* What to do *
Count the lines of the material below that contain the string "blazer", treating uppercase and lowercase as different. Reply with the number alone.
-*-
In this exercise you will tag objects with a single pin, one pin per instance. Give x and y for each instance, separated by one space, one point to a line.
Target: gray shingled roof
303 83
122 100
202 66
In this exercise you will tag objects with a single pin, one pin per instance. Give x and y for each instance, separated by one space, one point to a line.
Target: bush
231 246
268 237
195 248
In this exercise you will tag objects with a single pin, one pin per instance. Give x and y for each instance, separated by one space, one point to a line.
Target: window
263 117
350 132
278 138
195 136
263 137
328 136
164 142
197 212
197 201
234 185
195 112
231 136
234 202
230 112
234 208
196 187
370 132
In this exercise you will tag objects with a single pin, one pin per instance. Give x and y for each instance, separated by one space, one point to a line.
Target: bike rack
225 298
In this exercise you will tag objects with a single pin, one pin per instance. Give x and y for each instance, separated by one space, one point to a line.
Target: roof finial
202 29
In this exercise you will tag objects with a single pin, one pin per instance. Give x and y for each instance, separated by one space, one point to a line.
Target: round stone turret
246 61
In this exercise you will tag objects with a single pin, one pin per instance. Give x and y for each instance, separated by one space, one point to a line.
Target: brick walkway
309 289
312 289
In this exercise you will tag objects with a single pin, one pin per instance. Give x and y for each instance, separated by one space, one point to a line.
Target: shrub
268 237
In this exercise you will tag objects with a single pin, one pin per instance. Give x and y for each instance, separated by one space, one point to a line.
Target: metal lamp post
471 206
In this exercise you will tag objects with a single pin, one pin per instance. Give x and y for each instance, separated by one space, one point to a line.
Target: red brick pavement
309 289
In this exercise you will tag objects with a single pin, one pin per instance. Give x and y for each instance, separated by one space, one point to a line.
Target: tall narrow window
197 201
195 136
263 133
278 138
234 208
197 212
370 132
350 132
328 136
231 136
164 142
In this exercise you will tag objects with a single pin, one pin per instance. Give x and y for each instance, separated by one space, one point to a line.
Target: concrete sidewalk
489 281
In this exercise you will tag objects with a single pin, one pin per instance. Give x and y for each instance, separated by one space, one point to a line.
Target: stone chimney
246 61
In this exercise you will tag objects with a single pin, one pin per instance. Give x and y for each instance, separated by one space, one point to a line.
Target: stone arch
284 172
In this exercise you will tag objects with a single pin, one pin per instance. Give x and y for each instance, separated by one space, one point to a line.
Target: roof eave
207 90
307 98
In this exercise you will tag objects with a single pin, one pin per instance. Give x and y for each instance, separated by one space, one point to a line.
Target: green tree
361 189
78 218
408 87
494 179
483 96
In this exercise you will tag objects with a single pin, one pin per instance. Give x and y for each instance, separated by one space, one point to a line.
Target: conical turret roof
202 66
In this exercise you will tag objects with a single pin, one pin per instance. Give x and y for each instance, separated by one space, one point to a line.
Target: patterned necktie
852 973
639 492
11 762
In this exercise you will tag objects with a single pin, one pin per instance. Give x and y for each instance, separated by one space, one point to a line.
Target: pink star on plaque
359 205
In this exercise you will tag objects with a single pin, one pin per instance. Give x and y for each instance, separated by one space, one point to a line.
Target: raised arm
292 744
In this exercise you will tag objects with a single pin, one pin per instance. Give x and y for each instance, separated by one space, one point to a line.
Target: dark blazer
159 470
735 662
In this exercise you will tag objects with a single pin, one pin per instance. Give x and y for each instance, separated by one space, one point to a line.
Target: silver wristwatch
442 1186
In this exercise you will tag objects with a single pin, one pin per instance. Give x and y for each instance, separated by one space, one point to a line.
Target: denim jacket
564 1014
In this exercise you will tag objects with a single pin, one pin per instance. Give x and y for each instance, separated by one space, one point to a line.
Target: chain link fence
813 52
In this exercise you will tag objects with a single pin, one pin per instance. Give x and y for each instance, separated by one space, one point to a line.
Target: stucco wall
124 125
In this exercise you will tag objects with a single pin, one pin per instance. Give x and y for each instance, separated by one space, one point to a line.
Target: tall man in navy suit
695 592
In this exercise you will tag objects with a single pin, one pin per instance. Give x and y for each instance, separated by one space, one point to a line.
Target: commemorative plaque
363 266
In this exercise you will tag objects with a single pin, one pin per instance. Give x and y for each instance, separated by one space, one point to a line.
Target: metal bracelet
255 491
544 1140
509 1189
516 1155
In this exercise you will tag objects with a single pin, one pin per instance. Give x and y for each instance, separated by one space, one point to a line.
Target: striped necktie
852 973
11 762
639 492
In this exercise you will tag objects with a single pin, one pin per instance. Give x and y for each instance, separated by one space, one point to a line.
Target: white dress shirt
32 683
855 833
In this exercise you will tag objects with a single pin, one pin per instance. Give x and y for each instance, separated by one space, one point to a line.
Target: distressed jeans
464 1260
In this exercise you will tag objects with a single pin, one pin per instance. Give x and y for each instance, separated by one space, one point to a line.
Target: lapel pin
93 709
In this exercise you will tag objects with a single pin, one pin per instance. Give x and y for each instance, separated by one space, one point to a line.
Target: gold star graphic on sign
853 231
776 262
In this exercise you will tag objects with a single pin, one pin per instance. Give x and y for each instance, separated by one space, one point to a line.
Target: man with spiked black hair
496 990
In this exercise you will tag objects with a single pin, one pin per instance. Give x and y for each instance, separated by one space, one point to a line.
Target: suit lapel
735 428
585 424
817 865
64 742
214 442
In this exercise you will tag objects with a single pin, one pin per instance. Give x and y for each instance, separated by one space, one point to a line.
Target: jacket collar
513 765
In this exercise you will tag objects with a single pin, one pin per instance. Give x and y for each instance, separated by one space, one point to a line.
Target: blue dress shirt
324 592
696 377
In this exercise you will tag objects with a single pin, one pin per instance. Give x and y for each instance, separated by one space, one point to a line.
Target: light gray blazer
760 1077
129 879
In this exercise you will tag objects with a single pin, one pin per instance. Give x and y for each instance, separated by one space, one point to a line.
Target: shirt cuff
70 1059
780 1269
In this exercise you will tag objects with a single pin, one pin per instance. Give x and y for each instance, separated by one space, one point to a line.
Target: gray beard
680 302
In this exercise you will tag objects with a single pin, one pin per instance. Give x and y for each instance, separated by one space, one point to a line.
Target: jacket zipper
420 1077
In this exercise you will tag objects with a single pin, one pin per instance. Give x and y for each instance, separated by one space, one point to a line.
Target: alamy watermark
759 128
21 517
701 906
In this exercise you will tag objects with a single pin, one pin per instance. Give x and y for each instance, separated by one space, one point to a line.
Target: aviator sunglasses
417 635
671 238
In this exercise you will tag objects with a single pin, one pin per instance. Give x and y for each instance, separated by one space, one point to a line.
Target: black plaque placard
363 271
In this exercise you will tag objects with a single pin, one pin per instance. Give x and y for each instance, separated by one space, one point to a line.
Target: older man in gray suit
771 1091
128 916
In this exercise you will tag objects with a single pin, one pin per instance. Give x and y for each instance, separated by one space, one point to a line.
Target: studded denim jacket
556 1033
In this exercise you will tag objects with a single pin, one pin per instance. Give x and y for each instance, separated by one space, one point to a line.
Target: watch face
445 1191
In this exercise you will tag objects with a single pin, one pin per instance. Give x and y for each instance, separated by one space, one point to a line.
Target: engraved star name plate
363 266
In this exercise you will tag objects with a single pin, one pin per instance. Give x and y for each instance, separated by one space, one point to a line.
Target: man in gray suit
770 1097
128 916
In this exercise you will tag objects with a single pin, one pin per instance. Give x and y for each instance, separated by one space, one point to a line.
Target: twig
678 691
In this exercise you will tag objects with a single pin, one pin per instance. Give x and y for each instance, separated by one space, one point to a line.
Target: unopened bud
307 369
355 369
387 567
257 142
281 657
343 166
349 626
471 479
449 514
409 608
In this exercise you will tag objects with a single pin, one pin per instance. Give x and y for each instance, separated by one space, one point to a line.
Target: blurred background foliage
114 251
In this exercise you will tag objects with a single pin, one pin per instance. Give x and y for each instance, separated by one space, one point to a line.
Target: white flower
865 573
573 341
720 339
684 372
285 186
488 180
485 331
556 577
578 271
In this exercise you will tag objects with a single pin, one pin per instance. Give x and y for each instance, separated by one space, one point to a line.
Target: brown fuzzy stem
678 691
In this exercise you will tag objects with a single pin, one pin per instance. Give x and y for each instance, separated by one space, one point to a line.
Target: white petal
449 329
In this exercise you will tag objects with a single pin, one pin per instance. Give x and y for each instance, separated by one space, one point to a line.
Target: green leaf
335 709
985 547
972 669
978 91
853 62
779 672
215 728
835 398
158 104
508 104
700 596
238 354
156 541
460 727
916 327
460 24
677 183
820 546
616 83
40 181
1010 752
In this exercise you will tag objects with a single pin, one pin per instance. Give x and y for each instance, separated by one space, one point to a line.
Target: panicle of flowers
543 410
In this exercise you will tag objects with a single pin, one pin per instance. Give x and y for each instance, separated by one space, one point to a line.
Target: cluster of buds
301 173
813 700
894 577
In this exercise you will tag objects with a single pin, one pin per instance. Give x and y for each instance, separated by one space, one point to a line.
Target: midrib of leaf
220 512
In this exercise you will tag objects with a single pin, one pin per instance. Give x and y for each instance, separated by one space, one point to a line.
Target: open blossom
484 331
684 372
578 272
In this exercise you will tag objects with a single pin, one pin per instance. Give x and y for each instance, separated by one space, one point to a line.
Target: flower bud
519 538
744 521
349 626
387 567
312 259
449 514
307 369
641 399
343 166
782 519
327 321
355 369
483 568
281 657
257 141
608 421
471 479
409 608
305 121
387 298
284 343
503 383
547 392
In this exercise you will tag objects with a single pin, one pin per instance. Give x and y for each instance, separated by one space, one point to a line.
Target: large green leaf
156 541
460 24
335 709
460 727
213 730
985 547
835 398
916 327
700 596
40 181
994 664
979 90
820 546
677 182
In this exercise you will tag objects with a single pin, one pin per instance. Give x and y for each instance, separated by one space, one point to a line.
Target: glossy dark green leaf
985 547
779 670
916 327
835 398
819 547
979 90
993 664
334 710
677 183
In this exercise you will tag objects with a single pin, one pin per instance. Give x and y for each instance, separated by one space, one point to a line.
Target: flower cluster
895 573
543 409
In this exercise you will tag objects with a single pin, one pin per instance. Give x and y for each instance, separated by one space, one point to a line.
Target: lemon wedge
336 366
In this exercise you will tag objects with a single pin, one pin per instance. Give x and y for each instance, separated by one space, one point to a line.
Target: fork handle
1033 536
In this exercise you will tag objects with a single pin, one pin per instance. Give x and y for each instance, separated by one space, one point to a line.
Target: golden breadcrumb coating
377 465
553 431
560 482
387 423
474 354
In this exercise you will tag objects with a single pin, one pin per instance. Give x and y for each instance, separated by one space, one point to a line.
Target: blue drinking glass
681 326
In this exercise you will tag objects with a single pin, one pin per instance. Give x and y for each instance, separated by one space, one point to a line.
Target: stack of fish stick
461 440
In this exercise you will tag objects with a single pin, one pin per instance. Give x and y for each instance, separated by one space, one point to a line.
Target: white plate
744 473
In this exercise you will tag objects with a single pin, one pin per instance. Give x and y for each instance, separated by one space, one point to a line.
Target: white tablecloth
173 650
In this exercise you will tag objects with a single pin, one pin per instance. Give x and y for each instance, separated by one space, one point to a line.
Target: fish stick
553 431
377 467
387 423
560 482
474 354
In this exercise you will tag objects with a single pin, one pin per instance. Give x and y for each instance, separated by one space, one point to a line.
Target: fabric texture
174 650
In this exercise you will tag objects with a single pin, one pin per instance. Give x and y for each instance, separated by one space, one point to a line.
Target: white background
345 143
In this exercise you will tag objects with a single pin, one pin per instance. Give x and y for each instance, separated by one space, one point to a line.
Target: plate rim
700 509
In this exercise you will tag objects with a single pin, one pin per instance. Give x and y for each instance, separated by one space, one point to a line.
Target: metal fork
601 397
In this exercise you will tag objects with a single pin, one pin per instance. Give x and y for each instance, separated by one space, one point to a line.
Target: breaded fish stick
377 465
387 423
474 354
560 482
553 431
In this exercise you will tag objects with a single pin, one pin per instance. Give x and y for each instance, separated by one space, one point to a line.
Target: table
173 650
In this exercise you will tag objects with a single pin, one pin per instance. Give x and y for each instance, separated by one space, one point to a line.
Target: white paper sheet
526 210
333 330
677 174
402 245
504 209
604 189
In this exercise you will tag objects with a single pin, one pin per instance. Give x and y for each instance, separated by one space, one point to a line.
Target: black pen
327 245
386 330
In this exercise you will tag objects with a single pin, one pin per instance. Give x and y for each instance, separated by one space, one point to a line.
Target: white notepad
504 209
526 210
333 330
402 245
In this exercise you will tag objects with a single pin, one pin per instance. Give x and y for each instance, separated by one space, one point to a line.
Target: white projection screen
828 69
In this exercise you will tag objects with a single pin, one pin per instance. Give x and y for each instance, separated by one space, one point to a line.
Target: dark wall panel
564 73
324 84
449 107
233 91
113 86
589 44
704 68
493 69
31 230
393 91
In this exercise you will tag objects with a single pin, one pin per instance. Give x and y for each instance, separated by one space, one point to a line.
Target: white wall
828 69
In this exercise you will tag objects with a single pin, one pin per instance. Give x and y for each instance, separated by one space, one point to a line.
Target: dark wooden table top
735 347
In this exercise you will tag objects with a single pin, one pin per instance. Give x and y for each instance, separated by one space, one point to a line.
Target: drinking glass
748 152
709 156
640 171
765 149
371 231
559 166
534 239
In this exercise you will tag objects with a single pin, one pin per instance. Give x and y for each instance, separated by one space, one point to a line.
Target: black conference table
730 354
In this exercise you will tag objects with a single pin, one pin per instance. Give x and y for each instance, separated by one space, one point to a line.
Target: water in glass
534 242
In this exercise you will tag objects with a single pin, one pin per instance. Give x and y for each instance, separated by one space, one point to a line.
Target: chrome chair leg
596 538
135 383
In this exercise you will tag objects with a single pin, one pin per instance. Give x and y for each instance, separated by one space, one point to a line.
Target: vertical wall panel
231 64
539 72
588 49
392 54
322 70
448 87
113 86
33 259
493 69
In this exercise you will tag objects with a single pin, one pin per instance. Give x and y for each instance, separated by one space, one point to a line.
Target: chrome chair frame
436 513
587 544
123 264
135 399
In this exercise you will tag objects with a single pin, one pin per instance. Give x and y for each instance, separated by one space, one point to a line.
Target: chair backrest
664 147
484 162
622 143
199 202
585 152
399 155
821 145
-*-
* Completed exercise *
2